• Given task
List each line of the items that contains the string "long".

━━━ Input data

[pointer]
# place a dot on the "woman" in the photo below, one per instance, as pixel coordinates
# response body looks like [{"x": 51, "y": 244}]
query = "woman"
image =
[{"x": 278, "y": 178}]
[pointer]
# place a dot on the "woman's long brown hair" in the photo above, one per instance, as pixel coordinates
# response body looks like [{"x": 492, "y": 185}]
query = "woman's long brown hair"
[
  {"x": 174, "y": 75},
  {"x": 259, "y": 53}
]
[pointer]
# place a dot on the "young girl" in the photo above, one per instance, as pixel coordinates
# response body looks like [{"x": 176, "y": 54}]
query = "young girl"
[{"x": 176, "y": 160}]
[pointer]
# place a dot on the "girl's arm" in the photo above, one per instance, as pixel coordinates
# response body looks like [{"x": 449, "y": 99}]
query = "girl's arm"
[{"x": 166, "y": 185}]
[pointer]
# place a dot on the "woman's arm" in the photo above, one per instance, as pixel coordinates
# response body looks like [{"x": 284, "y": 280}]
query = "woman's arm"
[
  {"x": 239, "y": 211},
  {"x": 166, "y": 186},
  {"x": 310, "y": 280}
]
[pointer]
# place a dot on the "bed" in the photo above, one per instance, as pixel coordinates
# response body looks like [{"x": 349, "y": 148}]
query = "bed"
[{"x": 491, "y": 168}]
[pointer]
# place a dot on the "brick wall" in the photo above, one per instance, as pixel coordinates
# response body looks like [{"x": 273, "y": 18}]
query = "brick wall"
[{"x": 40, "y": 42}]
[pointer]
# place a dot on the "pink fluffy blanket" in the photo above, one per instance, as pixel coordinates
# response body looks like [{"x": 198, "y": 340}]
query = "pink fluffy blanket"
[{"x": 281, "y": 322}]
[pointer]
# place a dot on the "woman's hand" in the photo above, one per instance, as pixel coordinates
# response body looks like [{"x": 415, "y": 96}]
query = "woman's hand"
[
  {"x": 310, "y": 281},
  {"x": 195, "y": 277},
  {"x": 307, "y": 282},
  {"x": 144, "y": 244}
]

━━━━━━
━━━ Input data

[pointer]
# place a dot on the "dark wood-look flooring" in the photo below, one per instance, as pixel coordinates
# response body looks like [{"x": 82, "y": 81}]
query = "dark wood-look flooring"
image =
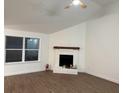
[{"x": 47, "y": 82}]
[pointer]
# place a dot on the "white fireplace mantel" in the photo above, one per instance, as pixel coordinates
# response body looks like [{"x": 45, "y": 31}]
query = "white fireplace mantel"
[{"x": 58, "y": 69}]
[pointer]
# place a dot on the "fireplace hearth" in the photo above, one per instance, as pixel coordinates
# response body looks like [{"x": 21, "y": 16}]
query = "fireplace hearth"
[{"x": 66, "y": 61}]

━━━━━━

• Expected answer
# place a dot on the "woman's long brown hair" in the photo above, one per instance, as pixel coordinates
query = "woman's long brown hair"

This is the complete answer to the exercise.